11th President of the College of the Holy Cross
- In office 1878–1883
- Preceded by: Joseph B. O'Hagan
- Succeeded by: Robert W. Brady

Personal details
- Born: February 27, 1833 City of Washington, D.C., U.S.
- Died: January 16, 1916 (aged 82) Baltimore, Maryland, U.S.
- Resting place: Woodstock College cemetery
- Education: College of the Holy Cross (AB)

Orders
- Ordination: July 2, 1866 by Martin John Spalding

= Edward D. Boone =

American Jesuit educator (1833–1916)

Edward D. Boone (February 27, 1833 – January 16, 1916) was an American Catholic priest and Jesuit who was the president of the College of the Holy Cross from 1878 to 1883. Born in Washington, D.C., he graduated from Holy Cross in 1851 and entered the Society of Jesus the following year. Before becoming president, he taught at various Jesuit colleges. He spent the last twenty-five years of his life at Loyola College in Maryland and as a prison chaplain.

== Early life ==
Boone was born on February 27, 1833, in the City of Washington, in the District of Columbia, to an old Maryland family. His father, John, was a graduate of Gonzaga College in Washington, D.C. Boone was educated at private schools in the city before enrolling at the College of the Holy Cross in Worcester, Massachusetts, where he graduated in 1851. The following year, Boone entered the Society of Jesus, proceeding to the Jesuit novitiate in Frederick, Maryland, on September 8, 1852.

▶ _SUPPLIED DATA_:
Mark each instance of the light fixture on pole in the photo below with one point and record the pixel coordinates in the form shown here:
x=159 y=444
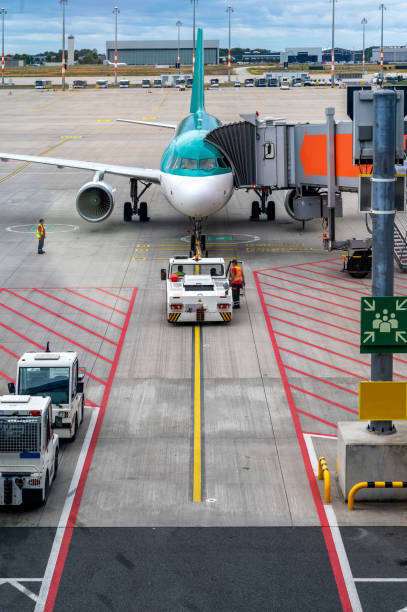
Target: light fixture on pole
x=115 y=13
x=63 y=64
x=382 y=8
x=333 y=45
x=193 y=36
x=179 y=24
x=364 y=22
x=229 y=10
x=2 y=13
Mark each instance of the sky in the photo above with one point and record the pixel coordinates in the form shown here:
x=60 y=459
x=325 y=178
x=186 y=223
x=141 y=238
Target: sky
x=32 y=26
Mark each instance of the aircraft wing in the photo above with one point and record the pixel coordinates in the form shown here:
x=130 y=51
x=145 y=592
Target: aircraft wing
x=170 y=126
x=146 y=174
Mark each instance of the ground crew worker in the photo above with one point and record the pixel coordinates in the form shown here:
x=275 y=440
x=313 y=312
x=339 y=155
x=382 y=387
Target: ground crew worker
x=237 y=282
x=41 y=236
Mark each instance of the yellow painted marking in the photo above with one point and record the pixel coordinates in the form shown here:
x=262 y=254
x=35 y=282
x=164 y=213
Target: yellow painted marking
x=28 y=163
x=197 y=492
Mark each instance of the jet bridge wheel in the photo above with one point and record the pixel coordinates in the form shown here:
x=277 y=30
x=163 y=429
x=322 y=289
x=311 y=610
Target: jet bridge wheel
x=271 y=210
x=127 y=211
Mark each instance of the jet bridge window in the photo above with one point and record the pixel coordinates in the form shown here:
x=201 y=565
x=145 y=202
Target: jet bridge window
x=207 y=164
x=188 y=163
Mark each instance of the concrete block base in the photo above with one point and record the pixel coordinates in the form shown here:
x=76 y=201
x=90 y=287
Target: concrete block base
x=365 y=456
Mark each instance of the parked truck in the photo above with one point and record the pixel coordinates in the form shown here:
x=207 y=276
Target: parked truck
x=58 y=376
x=29 y=450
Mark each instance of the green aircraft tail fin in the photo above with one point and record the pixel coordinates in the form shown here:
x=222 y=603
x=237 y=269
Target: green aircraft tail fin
x=197 y=96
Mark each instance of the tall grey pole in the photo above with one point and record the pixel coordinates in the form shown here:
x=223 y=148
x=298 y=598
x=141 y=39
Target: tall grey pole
x=63 y=65
x=2 y=12
x=364 y=22
x=230 y=11
x=179 y=24
x=333 y=45
x=384 y=145
x=115 y=12
x=382 y=8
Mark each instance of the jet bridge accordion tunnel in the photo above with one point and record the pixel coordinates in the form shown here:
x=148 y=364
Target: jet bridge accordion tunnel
x=308 y=160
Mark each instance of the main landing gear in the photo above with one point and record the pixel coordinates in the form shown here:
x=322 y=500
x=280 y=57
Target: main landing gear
x=135 y=207
x=263 y=206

▶ _WRITTEN TASKS_:
1. Sum up the Edward D. Boone biography in two sentences.
2. Answer these questions from the Edward D. Boone biography:
(a) Who ordained Boone, and on what date?
(b) Who succeeded Boone as president of the College of the Holy Cross?
(c) Where did Boone's father graduate?
3. Turn the paragraph in the Edward D. Boone biography that begins "Boone was born on February 27, 1833" into a short list that keeps its main facts.

▶ _ANSWERS PER TASK_:
1. Edward D. Boone, born in Washington, D.C., in 1833, was an American Catholic priest and Jesuit who graduated from Holy Cross in 1851, entered the Society of Jesus the next year, and taught at various Jesuit colleges. He was president of the College of the Holy Cross from 1878 to 1883, and he spent the last twenty-five years of his life at Loyola College in Maryland and as a prison chaplain before his death in 1916.

2.
(a) Martin John Spalding, on July 2, 1866.
(b) Robert W. Brady.
(c) Gonzaga College in Washington, D.C.

3.
- Born February 27, 1833, in the City of Washington, District of Columbia, to an old Maryland family
- Father, John, graduated from Gonzaga College in Washington, D.C.
- Attended private schools in the city
- Graduated from the College of the Holy Cross in Worcester, Massachusetts, in 1851
- Entered the Society of Jesus the next year, going to the Jesuit novitiate in Frederick, Maryland, on September 8, 1852